Instructions to follow: Copy the records word for word, starting at their beginning and going on through the line that contains "Query: sequin embellishment". Leave the picture out of your answer.

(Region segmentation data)
====
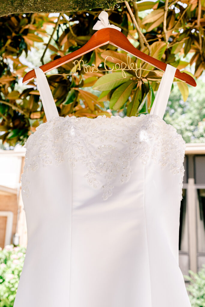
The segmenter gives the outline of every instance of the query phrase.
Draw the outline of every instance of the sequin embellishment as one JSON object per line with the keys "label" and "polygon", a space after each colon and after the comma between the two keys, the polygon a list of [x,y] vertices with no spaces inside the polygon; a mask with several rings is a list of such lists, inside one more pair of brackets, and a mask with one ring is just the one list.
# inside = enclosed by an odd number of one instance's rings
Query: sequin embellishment
{"label": "sequin embellishment", "polygon": [[119,177],[122,183],[129,180],[133,173],[130,161],[137,156],[144,165],[151,159],[162,169],[167,167],[172,174],[180,173],[182,199],[185,142],[157,115],[53,118],[37,127],[24,147],[26,150],[21,180],[22,192],[27,197],[30,193],[30,171],[36,171],[40,161],[45,166],[53,163],[58,165],[66,160],[72,169],[77,163],[85,164],[85,177],[94,188],[99,185],[97,174],[104,178],[102,197],[105,200],[112,195],[113,179]]}

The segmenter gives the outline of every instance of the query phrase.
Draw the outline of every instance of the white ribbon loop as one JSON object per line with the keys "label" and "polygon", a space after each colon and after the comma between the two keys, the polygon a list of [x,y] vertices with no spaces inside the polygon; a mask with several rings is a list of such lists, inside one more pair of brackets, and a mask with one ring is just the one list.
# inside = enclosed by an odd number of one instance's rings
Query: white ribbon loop
{"label": "white ribbon loop", "polygon": [[93,28],[93,30],[100,30],[104,28],[112,28],[116,29],[119,31],[121,31],[121,29],[119,27],[117,27],[114,25],[110,25],[108,20],[108,14],[107,12],[102,11],[98,16],[100,20],[98,20]]}

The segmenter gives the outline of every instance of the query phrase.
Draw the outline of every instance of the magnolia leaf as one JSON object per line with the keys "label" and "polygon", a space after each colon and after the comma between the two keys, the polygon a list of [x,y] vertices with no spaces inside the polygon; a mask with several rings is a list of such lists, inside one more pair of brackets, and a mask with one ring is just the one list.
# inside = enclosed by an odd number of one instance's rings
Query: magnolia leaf
{"label": "magnolia leaf", "polygon": [[26,36],[26,37],[28,39],[30,40],[33,41],[37,41],[40,43],[43,42],[43,40],[41,37],[40,37],[38,35],[36,35],[34,33],[28,33]]}
{"label": "magnolia leaf", "polygon": [[154,22],[164,14],[164,9],[158,9],[152,11],[150,14],[145,16],[142,20],[142,23],[145,25],[146,23]]}
{"label": "magnolia leaf", "polygon": [[15,100],[19,97],[19,93],[18,91],[12,91],[7,95],[7,98],[10,100]]}
{"label": "magnolia leaf", "polygon": [[93,88],[101,91],[112,90],[130,79],[132,75],[128,73],[126,75],[127,76],[124,78],[121,72],[106,74],[98,79]]}
{"label": "magnolia leaf", "polygon": [[138,87],[135,92],[132,101],[128,106],[127,116],[135,116],[136,115],[140,105],[140,99],[141,93],[141,91],[139,88]]}
{"label": "magnolia leaf", "polygon": [[105,96],[107,96],[107,95],[108,93],[109,93],[110,91],[109,90],[108,90],[108,91],[103,91],[98,97],[98,99],[97,99],[98,101],[99,101],[102,98],[105,97]]}
{"label": "magnolia leaf", "polygon": [[122,107],[130,96],[135,84],[133,80],[129,80],[118,87],[112,95],[110,108],[117,110]]}
{"label": "magnolia leaf", "polygon": [[98,103],[97,99],[98,97],[89,92],[80,90],[78,88],[76,88],[76,89],[78,91],[83,100],[87,104],[89,108],[91,111],[94,111],[95,110],[95,104]]}
{"label": "magnolia leaf", "polygon": [[163,20],[164,19],[164,17],[163,15],[161,16],[159,19],[158,19],[157,20],[156,20],[156,21],[154,22],[153,22],[153,23],[151,23],[150,26],[148,28],[147,30],[147,32],[149,32],[150,31],[152,31],[153,29],[154,29],[155,28],[156,28],[158,26],[160,25],[162,22],[163,22]]}
{"label": "magnolia leaf", "polygon": [[92,86],[95,84],[97,79],[97,77],[96,76],[90,77],[87,78],[83,81],[83,85],[81,87],[87,87],[89,86]]}
{"label": "magnolia leaf", "polygon": [[75,100],[76,97],[75,90],[72,88],[68,94],[65,101],[62,103],[64,105],[72,103]]}
{"label": "magnolia leaf", "polygon": [[140,11],[152,9],[156,3],[153,1],[145,1],[137,3],[137,8]]}
{"label": "magnolia leaf", "polygon": [[184,101],[186,101],[189,95],[189,88],[186,83],[177,82],[179,89],[181,92]]}

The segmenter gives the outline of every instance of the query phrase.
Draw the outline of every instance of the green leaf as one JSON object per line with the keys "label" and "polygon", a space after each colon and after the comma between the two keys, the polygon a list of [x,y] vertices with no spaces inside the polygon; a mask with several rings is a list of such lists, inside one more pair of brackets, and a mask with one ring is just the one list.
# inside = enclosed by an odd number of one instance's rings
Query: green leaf
{"label": "green leaf", "polygon": [[36,35],[34,33],[28,33],[26,36],[26,37],[29,39],[33,41],[37,41],[39,42],[43,42],[43,40],[41,37],[40,37],[38,35]]}
{"label": "green leaf", "polygon": [[18,99],[19,97],[19,93],[18,91],[12,91],[7,95],[7,98],[10,100],[15,100]]}
{"label": "green leaf", "polygon": [[[166,43],[163,41],[156,41],[150,46],[151,49],[151,54],[150,55],[151,56],[156,59],[157,60],[160,60],[162,56],[164,54],[166,50],[167,45]],[[144,51],[145,53],[148,54],[148,51],[146,48]],[[139,60],[137,61],[137,67],[140,67],[140,63],[141,62],[141,60]],[[152,70],[154,68],[154,66],[149,64],[145,64],[143,67],[144,69]]]}
{"label": "green leaf", "polygon": [[98,97],[98,100],[100,100],[101,98],[103,98],[103,97],[104,97],[105,96],[107,96],[108,93],[110,91],[109,90],[108,90],[108,91],[103,91],[102,92],[101,94],[100,94],[99,97]]}
{"label": "green leaf", "polygon": [[186,101],[189,95],[189,88],[186,83],[183,82],[177,82],[179,89],[181,92],[184,101]]}
{"label": "green leaf", "polygon": [[68,92],[65,100],[63,103],[62,104],[65,105],[72,103],[75,99],[76,97],[75,91],[73,88],[72,88],[70,91]]}
{"label": "green leaf", "polygon": [[112,95],[110,108],[117,110],[122,107],[129,98],[135,84],[133,80],[129,80],[118,87]]}
{"label": "green leaf", "polygon": [[7,138],[10,139],[15,138],[18,135],[19,132],[21,132],[21,131],[19,130],[19,129],[14,129],[8,135]]}
{"label": "green leaf", "polygon": [[128,81],[132,76],[129,74],[127,74],[127,76],[124,78],[121,72],[115,72],[107,74],[99,78],[93,87],[94,90],[98,91],[107,91],[112,90]]}
{"label": "green leaf", "polygon": [[132,101],[128,106],[127,110],[127,116],[135,116],[140,105],[140,99],[141,91],[138,87],[136,89],[133,95]]}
====
Expected answer:
The segmenter gives the outline of every instance of the query phrase.
Draw the outline of every instance of the sequin embellishment as one JSON object per line with the keys "label" and "polygon", a space after each colon and after the comma between the two keys, the polygon a list of [x,y] vertices with no spaces inside the polygon; a mask with several rings is a list of such lists, inside one more pair of brackets, and a mask with one ring is just the one list.
# inside = enclosed by an odd number of one instance's rings
Query: sequin embellishment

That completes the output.